» Written exercise:
Please copy the rows below word for word, keeping every line as it appears.

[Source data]
┄┄┄┄┄┄

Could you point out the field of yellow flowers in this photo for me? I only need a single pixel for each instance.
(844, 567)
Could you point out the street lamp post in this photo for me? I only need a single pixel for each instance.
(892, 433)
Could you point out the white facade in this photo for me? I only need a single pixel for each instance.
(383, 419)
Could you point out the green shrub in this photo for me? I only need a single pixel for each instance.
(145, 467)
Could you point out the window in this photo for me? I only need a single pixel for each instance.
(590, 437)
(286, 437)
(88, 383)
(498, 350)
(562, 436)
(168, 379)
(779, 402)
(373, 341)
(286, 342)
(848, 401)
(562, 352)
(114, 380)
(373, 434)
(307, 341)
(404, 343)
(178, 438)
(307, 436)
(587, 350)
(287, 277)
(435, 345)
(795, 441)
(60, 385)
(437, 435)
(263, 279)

┄┄┄┄┄┄

» Result of the task:
Could you point out the field of yellow flowers in this photo for me? I only need a single pixel for each instance.
(844, 567)
Could you point out the street lamp post in this photo for me? I only need a single pixel for each instance.
(892, 433)
Could you point out the white facade in this photo for me? I only need a single pixel for each instance.
(383, 419)
Could you point out the green shrub in this photo for me? I only need a single pixel for each instance.
(145, 467)
Could you point out the window in this photo for me? I only need a single pixel for each instance.
(590, 437)
(286, 437)
(88, 383)
(498, 350)
(562, 436)
(168, 379)
(779, 402)
(373, 341)
(286, 342)
(848, 401)
(562, 352)
(114, 380)
(373, 434)
(307, 341)
(404, 343)
(178, 438)
(307, 436)
(587, 350)
(287, 277)
(435, 345)
(795, 441)
(60, 385)
(437, 435)
(263, 279)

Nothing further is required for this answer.